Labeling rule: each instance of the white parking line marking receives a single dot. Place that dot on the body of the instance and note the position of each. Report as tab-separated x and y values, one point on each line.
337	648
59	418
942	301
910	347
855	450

§ AIM OF THE TASK
The records above need to be returned in full, with nothing altered.

§ FINISHED TASK
Labeling rule: each instance of the white parking line marking receives a single dot. Place that dot on the body of the instance and note the position of each. Report as tab-separated x and y values, one point on each line.
337	648
59	418
942	301
910	347
855	450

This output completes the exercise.